◆ **取り組む作業**
1. 北陸ヤーンフェアの記事について、次の問いに答えよ。
(a) 東レが「Toray Premium GOUSEN select」を発表したのは何月か。
(b) ライティグラムは何デシテックス以下のナイロンか。
(c) 「東洋紡コアスパンヤーン」を生産している国はどこか。
2. 北陸ヤーンフェアの記事で「Toray Premium GOUSEN select」のラインアップとして挙がっている商品名を、すべて書き出せ。
3. 北陸ヤーンフェアの記事を、途切れたところから書き継げ。

特集 北陸ヤーンフェア2025(3)/東レ/東洋紡せんい/帝人フロンティア/御幸毛織

2025年11月13日 (木曜日)

〈優位性持つ糸をシリーズ化/海外でも高付加価値糸拡大/東レ〉

 東レは独自のポリマー技術や複合紡糸技術によって生産する高付加価値品をそろえるファイバーシリーズ「Toray Premium GOUSEN select」(トーレ・プレミアム・ゴーセン・セレクト)を紹介する。10月に発表したコンセプトブランドで、現在は「ギガダル」「スプリングフィット」「キュープ」「ライティグラム」「シルックシルデュー」の5商品をラインアップしている。

 ギガダルは、高い防透け性、紫外線遮蔽(しゃへい)、汗染み抑制の機能を兼ね備え、猛暑対策としても引き合いが増えている。セラミック粒子を超高濃度に含有し、特殊断面構造にして、物理特性を維持しながら高い機能性を実現している。

 スプリングフィットは、環境配慮型のストレッチ糸。2種類のポリマーをコンジュゲートした独自の複合紡糸技術により、ポリエステル、ナイロンとも高いストレッチ性とキックバック性、高耐久性を実現している。

 キュープは高吸放湿性ナイロンとして長く展開している商品で、近年は海外でも注目が高まっている。湿気を吸って放出する際に冷却効果をもたらす「放湿冷却」素材としても注目されている。

 ライティグラムは11デシテックス以下の極細ナイロンで、北陸産地でも薄地高密度織物用などで多く使われている。

 日本で生産する糸は、今後も技術を進化させながらさらなる高付加価値化を進めていく。

 優位性を持つ糸を海外市場にも拡販していく考えで、北陸に高付加価値糸を供給していくことで産地企業の差別化の助力になるとともに、テキスタイルの部署にもつなげながら拡大を狙う。

〈ナイロンの新商品を紹介/高級原料の長短複合糸も/東洋紡せんい〉

 東洋紡せんいはマテリアル事業部が展開する合繊や天然繊維使いの差別化糸を幅広く紹介する。ナイロンでは新たに開発したマイクロファイバーの加工糸、紡績糸では高級原料を使った長短複合糸などを展示する。

 ナイロンでは、超ハイマルチのナイロン仮撚り加工糸「シルファインLXT」を新たに提案する。44T×96Fのスーパーブライトナイロン加工糸で、柔らかな風合いや上品な光沢感などが特徴。バージン品だけでなくケミカルリサイクル品もそろえる。

 要望の高まりを受け、コアスパンヤーンを「東洋紡コアスパンヤーン」として改めて訴求する。日本、マレーシア、インドで生産する。

◆ **提供情報**
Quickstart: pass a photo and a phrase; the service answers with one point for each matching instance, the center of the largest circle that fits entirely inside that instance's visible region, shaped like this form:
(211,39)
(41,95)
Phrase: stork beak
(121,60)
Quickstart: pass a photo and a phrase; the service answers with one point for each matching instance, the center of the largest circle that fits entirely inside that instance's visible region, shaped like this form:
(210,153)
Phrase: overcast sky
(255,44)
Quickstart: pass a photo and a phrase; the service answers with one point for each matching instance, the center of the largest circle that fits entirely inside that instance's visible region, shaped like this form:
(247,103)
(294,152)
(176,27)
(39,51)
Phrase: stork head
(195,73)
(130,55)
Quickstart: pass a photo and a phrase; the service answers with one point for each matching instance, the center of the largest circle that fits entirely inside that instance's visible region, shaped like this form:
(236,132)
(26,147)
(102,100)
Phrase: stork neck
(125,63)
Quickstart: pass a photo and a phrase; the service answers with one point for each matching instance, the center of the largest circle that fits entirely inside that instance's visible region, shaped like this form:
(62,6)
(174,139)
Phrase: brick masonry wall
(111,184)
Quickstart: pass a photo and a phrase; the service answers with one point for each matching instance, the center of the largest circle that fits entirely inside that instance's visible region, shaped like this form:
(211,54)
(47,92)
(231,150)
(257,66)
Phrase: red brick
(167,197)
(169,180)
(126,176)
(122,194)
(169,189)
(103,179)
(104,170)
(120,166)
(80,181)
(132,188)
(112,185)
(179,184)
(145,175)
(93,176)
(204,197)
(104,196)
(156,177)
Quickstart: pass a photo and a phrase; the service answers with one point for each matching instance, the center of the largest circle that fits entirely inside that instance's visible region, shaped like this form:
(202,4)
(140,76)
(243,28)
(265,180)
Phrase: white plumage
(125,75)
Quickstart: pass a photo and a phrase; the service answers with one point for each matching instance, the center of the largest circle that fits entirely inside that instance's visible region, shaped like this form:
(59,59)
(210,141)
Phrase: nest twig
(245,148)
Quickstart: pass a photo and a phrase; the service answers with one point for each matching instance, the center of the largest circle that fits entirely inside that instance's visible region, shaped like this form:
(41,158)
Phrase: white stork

◆ **作業別の解答**
1.
(a) 10月
(b) 11デシテックス以下
(c) 日本、マレーシア、インド

2. ギガダル、スプリングフィット、キュープ、ライティグラム、シルックシルデュー

3.
 原糸販売Gの商品では、高級原料使いの長短複合糸シリーズ「ネイチャーブリッジマナード」、冷感素材「すーぱーツベタイン」、常圧カチオン可染ポリエステル糸「カラファイン」などを紹介する。カラファインは長繊維、短繊維ともそろえる。

 ネイチャーブリッジマナードは御幸毛織と共同で展開している商品群。今回は特に北陸のテキスタイルメーカーに焦点を当てた展示とし、天然繊維の特徴を出しながら扱いやすさも向上させた提案を行う。

 マナードの長繊維と短繊維を均一に混ぜる技術により強度や防縮性、防シワ性などを持たせることで、高級天然繊維原料も扱いやすくなる。会場では、リサイクルナイロン「ループロン」と組み合わせたシルクや超長綿使い、リサイクルポリエステルと組み合わせたリネン使いなどを紹介する。

 シルク糸は80番手(綿番手)、リネン糸60番手(同)など細番手糸もそろえる。

〈猛暑対策で新商品/天然繊維調も充実/帝人フロンティア〉

 帝人フロンティアは、「猛暑対策」「天然繊維調」「エコペット」の三つの切り口で独自の糸を提案する。猛暑対策では新商品を紹介する予定で、天然繊維調合繊素材は長繊維だけでなく紡績糸も含めて幅を広げている。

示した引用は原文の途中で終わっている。